Set task » Copy out every record below with complete accuracy.

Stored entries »
▼
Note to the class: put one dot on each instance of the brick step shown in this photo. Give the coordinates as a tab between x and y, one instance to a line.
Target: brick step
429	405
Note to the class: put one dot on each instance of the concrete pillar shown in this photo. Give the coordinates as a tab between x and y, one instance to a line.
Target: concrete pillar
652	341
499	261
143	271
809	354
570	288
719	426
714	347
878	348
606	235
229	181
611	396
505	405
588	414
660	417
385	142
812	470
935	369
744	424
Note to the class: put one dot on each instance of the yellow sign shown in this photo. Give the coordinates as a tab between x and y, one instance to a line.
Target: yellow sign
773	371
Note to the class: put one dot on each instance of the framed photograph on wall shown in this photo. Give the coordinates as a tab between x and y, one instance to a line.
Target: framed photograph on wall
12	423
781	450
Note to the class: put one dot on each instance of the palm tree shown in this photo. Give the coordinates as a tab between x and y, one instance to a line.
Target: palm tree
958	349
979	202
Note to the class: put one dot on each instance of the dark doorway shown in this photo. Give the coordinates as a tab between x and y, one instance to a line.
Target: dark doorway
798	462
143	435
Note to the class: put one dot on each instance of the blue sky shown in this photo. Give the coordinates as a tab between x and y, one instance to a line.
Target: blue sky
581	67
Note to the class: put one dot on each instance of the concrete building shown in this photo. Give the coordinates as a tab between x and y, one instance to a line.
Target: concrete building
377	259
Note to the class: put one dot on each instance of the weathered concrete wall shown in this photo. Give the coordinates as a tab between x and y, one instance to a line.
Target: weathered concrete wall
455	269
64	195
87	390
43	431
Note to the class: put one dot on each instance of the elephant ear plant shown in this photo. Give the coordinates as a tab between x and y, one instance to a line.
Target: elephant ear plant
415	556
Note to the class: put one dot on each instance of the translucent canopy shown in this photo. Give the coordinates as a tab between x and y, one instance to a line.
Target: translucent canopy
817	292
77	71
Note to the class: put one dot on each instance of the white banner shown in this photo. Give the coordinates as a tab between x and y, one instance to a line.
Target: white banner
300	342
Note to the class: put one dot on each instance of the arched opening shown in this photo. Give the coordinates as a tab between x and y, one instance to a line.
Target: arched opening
▲
Task solution »
Note to the class: put one dot on each instance of the brick step shown in this photo. Give the coordinates as a tab between x and y, one instance to a line.
Target: brick step
429	405
Note to the class: put one dot on each instance of the concrete pillar shown in this photo. Give the coordinates as a tab between x and y, one instance to a line.
Target: concrete pillar
652	341
499	261
143	271
809	354
570	288
719	426
714	347
878	348
606	235
229	181
611	396
505	405
588	414
660	417
385	142
812	470
935	369
744	424
Note to the class: put one dot on each instance of the yellow sign shown in this photo. Give the coordinates as a tab between x and y, one instance to a line.
Target: yellow sign
773	371
Note to the class: put one dot on each instance of the framed photograph on wall shown in this photo. Give the coordinates as a tab between x and y, one instance to a line.
Target: framed photograph on wall
12	423
781	450
Note to the class: put one dot on each instance of the palm tree shown in this photo. Give the coordinates as a tab between x and y, one instance to a line.
Target: palm tree
958	349
979	202
Note to the class: put one dot on each instance of the dark doorway shown in this photo. Give the coordinates as a tab between x and y, one instance to a line.
Target: dark doorway
798	462
143	435
Note to the class: put one dot on each instance of the blue sky shown in this photo. Give the coordinates as a tab between x and y, one instance to a line.
Target: blue sky
581	67
Note to the class: put one dot on each instance of the concrete building shown in this photo. Give the coordinates as a tab between x and y, one instance to a line.
Target: concrete building
377	259
Note to the class: put one dot on each instance of the weathered concrete wall shown in this photo. Give the coordinates as a tab between x and y, one instance to a line.
Target: weathered concrete wall
455	269
64	195
87	390
43	431
Note to the class: put one dot on each instance of the elephant ear plant shown in this photo. Give the coordinates as a tab between x and y, one instance to a line.
Target: elephant ear plant
415	556
Note to the class: put one dot on each instance of the translucent canopy shown in this photo. Give the coordinates as a tab between x and y, one instance to a line.
Target: translucent canopy
817	292
77	71
Note to the class: put one dot on each instance of the white banner shown in this photo. Give the coordinates as a tab between x and y, one instance to a line.
Target: white banner
300	342
Note to the class: put one dot on each instance of the arched opening shown in this photo. Give the coordinates as a tab between x and y, one instance to a line.
Target: arched opening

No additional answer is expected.